:: Source passage ::
BEGIN

Once more, you've missed my point. Of course civics are essential. My problem is with the idea of "core" versus "extra's." The entire notion of "core" is reductive and preposterous. If it is an (broad) area of human learning and understanding, it should be taught. However, some of the powers that be have insisted for quite some time that things like music and art and PE are "frills."
Tell me, how are the arts a "frill/extra?" How is it that someone can be a complete artistic illiterate and still be a fully functional member of a free and open society, gaining all there is to be gained from modern human life and understanding our development as a culture and species as well as the inner workings of a complex and deep human interaction with their world? Think carefully about your answer. You could teach someone no more than basic arithmetic and they'd "be fine" so long as their work didn't require them to know more than basic arithmetic. You could teach someone no science whatsoever and they'd "be fine" so long as their work didn't require it's use. The purely economic and practical reasons given for teaching those subjects are shallow and superficial.

END

:: Material shown ::

BEGIN

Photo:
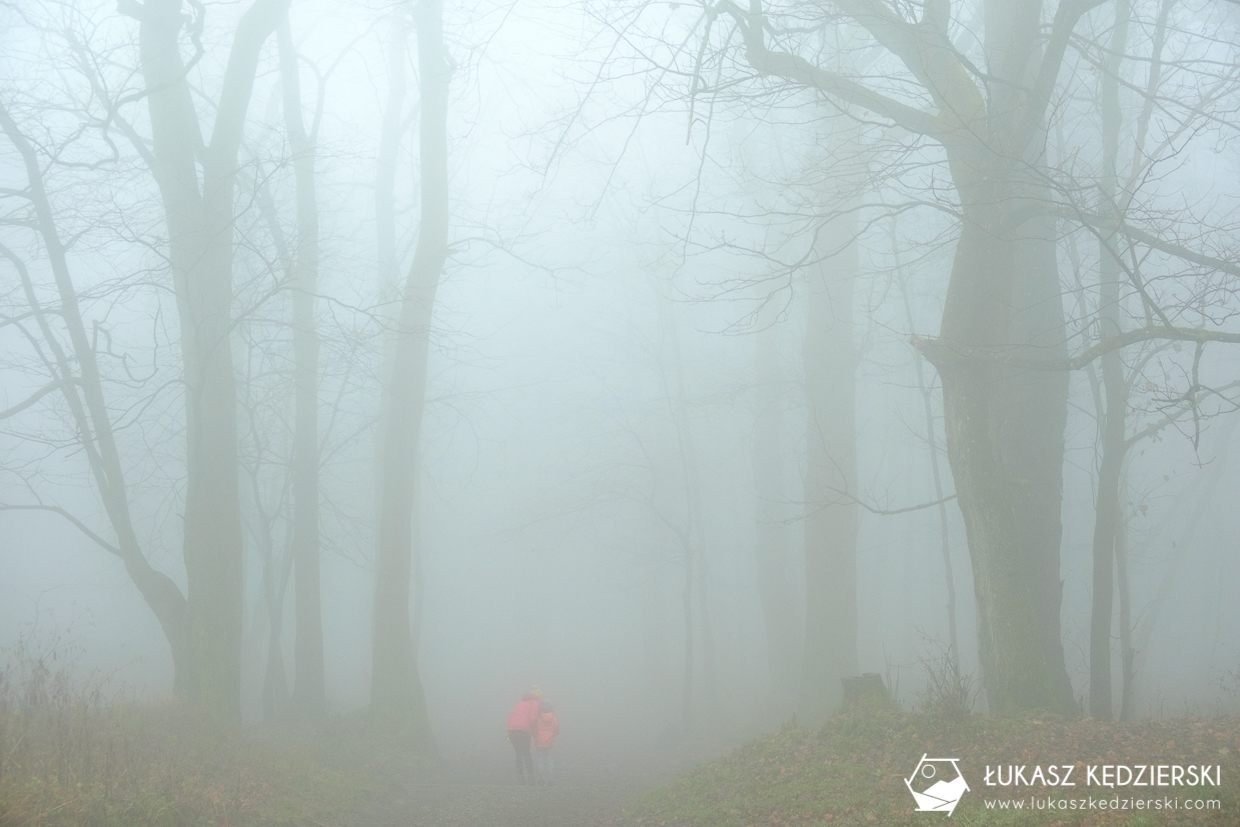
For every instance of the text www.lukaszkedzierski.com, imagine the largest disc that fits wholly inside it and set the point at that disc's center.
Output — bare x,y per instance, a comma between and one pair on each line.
1036,802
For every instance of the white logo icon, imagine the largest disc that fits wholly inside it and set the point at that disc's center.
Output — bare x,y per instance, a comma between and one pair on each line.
936,785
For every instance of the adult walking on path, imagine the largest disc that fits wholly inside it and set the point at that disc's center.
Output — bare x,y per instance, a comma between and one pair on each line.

END

:: What you are asked to do ::
Return the passage on the arts as "frills" from above, word for word and in full.

:: Answer to the exercise ::
Once more, you've missed my point. Of course civics are essential. My problem is with the idea of "core" versus "extra's." The entire notion of "core" is reductive and preposterous. If it is an (broad) area of human learning and understanding, it should be taught. However, some of the powers that be have insisted for quite some time that things like music and art and PE are "frills."
Tell me, how are the arts a "frill/extra?" How is it that someone can be a complete artistic illiterate and still be a fully functional member of a free and open society, gaining all there is to be gained from modern human life and understanding our development as a culture and species as well as the inner workings of a complex and deep human interaction with their world? Think carefully about your answer. You could teach someone no more than basic arithmetic and they'd "be fine" so long as their work didn't require them to know more than basic arithmetic. You could teach someone no science whatsoever and they'd "be fine" so long as their work didn't require it's use. The purely economic and practical reasons given for teaching those subjects are shallow and superficial.